■ Görevleriniz
**A.** Kayıtlarda “Task: Indicate the woman's” ifadesini içeren satırla başlayıp kayıtların sonuna kadar uzanan satırları, iki ucu da dahil olmak üzere, hiçbir değişiklik yapmadan aktarınız.
**B.** Anneler Günü yazısını bıraktığı yerden devam ettirerek yazınız.

■ Okuma Metni
*-*-*

12 Mayıs 2019 Pazar

Annenin Gözünden Evlat!

Merhabalar…

Mayıs ayının 2. Pazar günü yani Anneler Gününe özel yazdığım duygusal ve hüzünlü hikâyemi sizlerle paylaşıyorum.

Kadının 2 ruhu vardır. Birinde çocukluğu diğerinde anneliği yaşar.

Annemin, ablamın, teyzemin, halamın, yengemin, tüm anne ve anne adaylarının ayrıca unutmadan anneannelerimizin ve babaannelerimizin ‘Anneler Günü çocuklarıyla, sevenleriyle ve sevdikleriyle beraber olsun!’

Annesini göremeyen, duyamayan, konuşamayan, sarılamayan ve kokusunu içine çekip ‘Annem’ diyemeyen insanlar için ifade edebileceğim bir kelime bulamıyorum maalesef…

Sizlere bir nefes misali, bir solukta okuyacağınız hikâye değil duyguların yazılı halini sunuyorum!

Bugüne kadar okuduğum, gözlemlediğim ve çevremde ki insanlardan esinlendiğim yaşantıları hayal gücümle harmanlayıp sizlere yazmaya çalıştım.

*-*-*

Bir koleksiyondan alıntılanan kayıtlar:
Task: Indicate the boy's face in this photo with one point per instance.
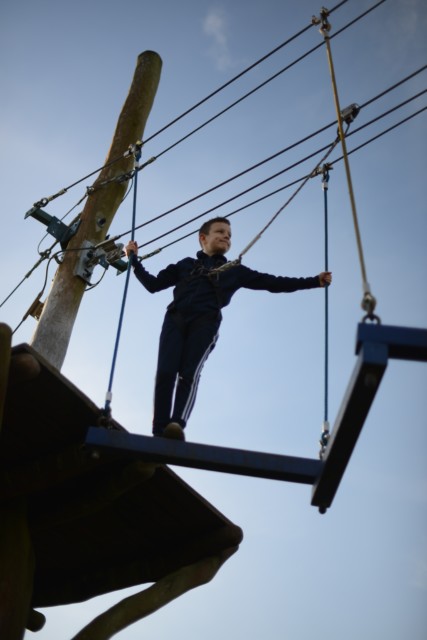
(218, 240)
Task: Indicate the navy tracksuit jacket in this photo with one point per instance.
(191, 324)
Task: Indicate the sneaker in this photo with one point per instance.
(173, 431)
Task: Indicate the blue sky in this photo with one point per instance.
(361, 569)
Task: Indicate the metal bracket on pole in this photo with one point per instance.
(60, 231)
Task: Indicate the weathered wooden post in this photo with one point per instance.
(52, 335)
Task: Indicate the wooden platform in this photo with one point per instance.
(97, 524)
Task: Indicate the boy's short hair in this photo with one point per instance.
(206, 226)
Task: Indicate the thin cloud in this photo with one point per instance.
(215, 26)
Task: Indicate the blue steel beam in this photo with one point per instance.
(375, 344)
(200, 456)
(403, 343)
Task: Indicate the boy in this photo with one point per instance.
(192, 320)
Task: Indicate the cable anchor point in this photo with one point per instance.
(323, 21)
(368, 304)
(324, 439)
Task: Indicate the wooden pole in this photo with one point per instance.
(55, 326)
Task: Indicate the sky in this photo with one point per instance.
(360, 570)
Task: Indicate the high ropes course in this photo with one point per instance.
(376, 343)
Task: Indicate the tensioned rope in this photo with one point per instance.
(46, 200)
(368, 301)
(136, 150)
(238, 210)
(275, 175)
(325, 427)
(46, 254)
(277, 154)
(268, 195)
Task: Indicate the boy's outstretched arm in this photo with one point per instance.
(131, 247)
(325, 278)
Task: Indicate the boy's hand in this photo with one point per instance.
(131, 247)
(325, 278)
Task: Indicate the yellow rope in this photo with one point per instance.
(368, 302)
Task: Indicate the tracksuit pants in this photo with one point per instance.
(185, 344)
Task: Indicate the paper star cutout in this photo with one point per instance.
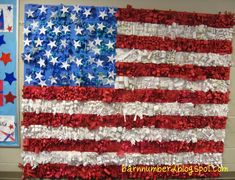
(28, 79)
(78, 30)
(10, 98)
(30, 13)
(39, 75)
(90, 76)
(65, 65)
(110, 45)
(27, 42)
(54, 60)
(41, 62)
(87, 12)
(110, 30)
(64, 9)
(42, 9)
(100, 26)
(76, 8)
(9, 28)
(91, 27)
(2, 40)
(77, 44)
(10, 77)
(6, 58)
(42, 30)
(112, 11)
(53, 80)
(111, 58)
(102, 14)
(27, 57)
(11, 126)
(52, 44)
(73, 17)
(42, 83)
(99, 63)
(26, 31)
(9, 8)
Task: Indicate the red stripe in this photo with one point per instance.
(92, 121)
(170, 17)
(177, 44)
(189, 72)
(103, 146)
(115, 171)
(71, 93)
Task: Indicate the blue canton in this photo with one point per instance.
(69, 45)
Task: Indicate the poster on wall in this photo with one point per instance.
(8, 74)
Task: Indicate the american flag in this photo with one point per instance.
(106, 87)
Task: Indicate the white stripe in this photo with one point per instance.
(91, 158)
(172, 57)
(122, 134)
(149, 82)
(129, 108)
(172, 31)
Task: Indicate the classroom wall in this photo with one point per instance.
(10, 157)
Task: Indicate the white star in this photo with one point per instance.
(41, 62)
(90, 44)
(98, 41)
(100, 26)
(65, 65)
(50, 24)
(53, 14)
(72, 77)
(42, 83)
(99, 63)
(38, 42)
(110, 45)
(56, 30)
(28, 57)
(112, 11)
(64, 9)
(91, 27)
(111, 74)
(42, 30)
(111, 58)
(96, 50)
(54, 60)
(87, 12)
(48, 54)
(42, 9)
(110, 81)
(102, 14)
(66, 29)
(26, 31)
(73, 17)
(27, 42)
(30, 13)
(64, 43)
(78, 30)
(76, 8)
(90, 76)
(78, 62)
(28, 79)
(53, 80)
(91, 60)
(78, 81)
(34, 24)
(77, 44)
(110, 30)
(39, 75)
(52, 44)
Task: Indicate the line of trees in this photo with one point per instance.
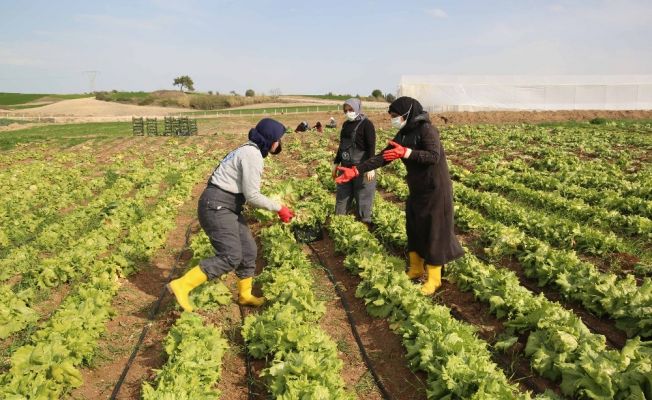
(185, 81)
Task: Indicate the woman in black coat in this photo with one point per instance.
(429, 207)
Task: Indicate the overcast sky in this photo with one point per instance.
(311, 46)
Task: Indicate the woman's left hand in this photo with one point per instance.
(397, 152)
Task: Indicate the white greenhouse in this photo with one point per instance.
(509, 92)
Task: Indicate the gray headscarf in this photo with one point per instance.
(356, 105)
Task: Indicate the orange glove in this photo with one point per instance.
(347, 174)
(285, 214)
(397, 152)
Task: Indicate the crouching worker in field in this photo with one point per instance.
(429, 207)
(235, 181)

*-*-*

■ Nihai Sonuçlar
**A.**
Task: Indicate the woman's left hand in this photo with one point per instance.
(397, 152)
Task: Indicate the white greenhouse in this photo with one point per instance.
(509, 92)
Task: Indicate the gray headscarf in this photo with one point per instance.
(356, 105)
Task: Indicate the orange glove in this photo with one point per instance.
(347, 174)
(285, 214)
(397, 152)
Task: Indicate the crouching worker in field in this photo with one point per instance.
(429, 207)
(235, 181)

**B.**
Bu sefer biraz farklı olacak. Nedenini okuyunca anlayacaksınız.


…………………………………………………………………………………………………….

Gecenin ilerleyen saatleriydi. İlkbahar mevsimi yaşanıyordu. Herkes kendi halinde günü bitirmek üzeriydi.

Müstakil bahçesi olan bir evden bağırma sesleri duyuldu. Komşular pencereye çıktı ve ne oluyor diye baktılar. Bu ses genç bir kadının doğum sancısıydı. Yanında kimsecikler yoktu. Durumu acildi ve hemen hastahaneye gitmesi veya deneyimli ebenin yardım etmesi gerekiyordu. Ancak kimsecikler gelmedi. Dahası gelmeye cesaret edemedi. Çünkü kadın hakkında ileri geri konuşup laf ettikleri için yüzleri yoktu.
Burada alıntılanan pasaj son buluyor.